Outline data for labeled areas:

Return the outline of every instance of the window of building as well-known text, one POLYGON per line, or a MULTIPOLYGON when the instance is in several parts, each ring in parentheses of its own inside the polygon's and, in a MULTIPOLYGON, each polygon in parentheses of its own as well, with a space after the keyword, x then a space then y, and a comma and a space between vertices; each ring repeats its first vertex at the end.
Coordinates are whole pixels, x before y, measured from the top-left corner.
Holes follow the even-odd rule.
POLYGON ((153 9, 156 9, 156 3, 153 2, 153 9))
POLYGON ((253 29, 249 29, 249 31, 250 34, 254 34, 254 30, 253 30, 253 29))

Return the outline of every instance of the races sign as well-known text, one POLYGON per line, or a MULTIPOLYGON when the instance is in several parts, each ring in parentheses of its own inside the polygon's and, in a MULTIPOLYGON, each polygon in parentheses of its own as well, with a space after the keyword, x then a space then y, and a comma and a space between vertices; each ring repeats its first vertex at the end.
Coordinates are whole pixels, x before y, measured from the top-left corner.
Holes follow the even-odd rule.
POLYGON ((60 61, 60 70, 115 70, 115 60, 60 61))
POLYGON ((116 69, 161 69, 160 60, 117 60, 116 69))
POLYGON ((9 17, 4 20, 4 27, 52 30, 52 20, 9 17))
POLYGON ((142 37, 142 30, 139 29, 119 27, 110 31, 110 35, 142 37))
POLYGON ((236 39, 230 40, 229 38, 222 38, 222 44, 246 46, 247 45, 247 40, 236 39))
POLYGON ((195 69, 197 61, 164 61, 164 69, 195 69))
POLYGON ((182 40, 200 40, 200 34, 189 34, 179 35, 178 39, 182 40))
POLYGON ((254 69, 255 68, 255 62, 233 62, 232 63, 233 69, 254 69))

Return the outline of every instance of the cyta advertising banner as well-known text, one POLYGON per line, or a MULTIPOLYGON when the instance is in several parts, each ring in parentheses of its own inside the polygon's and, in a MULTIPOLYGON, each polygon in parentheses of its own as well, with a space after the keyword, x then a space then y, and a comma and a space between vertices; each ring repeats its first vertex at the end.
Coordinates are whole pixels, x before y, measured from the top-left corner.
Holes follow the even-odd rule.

What this task involves:
Please render all of the data above as a JSON list of strings, with one string per line and the blank lines left out.

Task result:
[
  "Return the outline of every instance of the window of building as well-known text, one POLYGON per line, or a MULTIPOLYGON when the instance is in several parts, each ring in parentheses of its own inside the polygon's and, in a MULTIPOLYGON, each polygon in parentheses of its own as well, with a space after the keyword, x then a space then y, and a comma and a space between vertices; each ring repeats its first vertex at the end.",
  "Coordinates are whole pixels, x before y, measured from the top-left corner.",
  "Holes follow the even-odd rule.",
  "POLYGON ((153 9, 156 9, 156 3, 153 2, 153 9))",
  "POLYGON ((253 29, 249 29, 249 31, 250 34, 254 34, 254 30, 253 30, 253 29))",
  "Return the outline of every instance of the races sign as well-known text, one POLYGON per line, or a MULTIPOLYGON when the instance is in several parts, each ring in parentheses of its own inside the polygon's and, in a MULTIPOLYGON, each polygon in parentheses of its own as well, with a space after the keyword, x then a space then y, and a comma and a space between vertices; each ring repeats its first vertex at the end.",
  "Coordinates are whole pixels, x before y, measured from the top-left corner.",
  "Holes follow the even-odd rule.",
  "POLYGON ((60 61, 60 70, 115 70, 115 60, 60 61))",
  "POLYGON ((116 69, 161 69, 160 60, 117 60, 116 69))",
  "POLYGON ((9 17, 4 20, 4 27, 52 30, 52 20, 9 17))",
  "POLYGON ((142 37, 142 30, 139 29, 119 27, 110 31, 110 35, 142 37))",
  "POLYGON ((236 39, 230 40, 229 38, 222 38, 222 44, 246 46, 247 45, 247 40, 236 39))",
  "POLYGON ((195 69, 197 61, 164 61, 164 69, 195 69))",
  "POLYGON ((182 40, 200 40, 200 34, 189 34, 179 35, 178 39, 182 40))",
  "POLYGON ((254 69, 255 68, 255 62, 233 62, 232 63, 233 69, 254 69))",
  "Return the outline of every instance of the cyta advertising banner as well-known text, one POLYGON per line, or a MULTIPOLYGON when the instance is in several parts, each ring in parentheses of its own inside the polygon's and, in a MULTIPOLYGON, each polygon in parentheses of its own as well, with a space after the keyword, x then a space then y, and a comma and a space between vertices; each ring repeats its first vertex at the end.",
  "Coordinates are whole pixels, x before y, measured from the top-left corner.",
  "Holes follow the even-odd rule."
]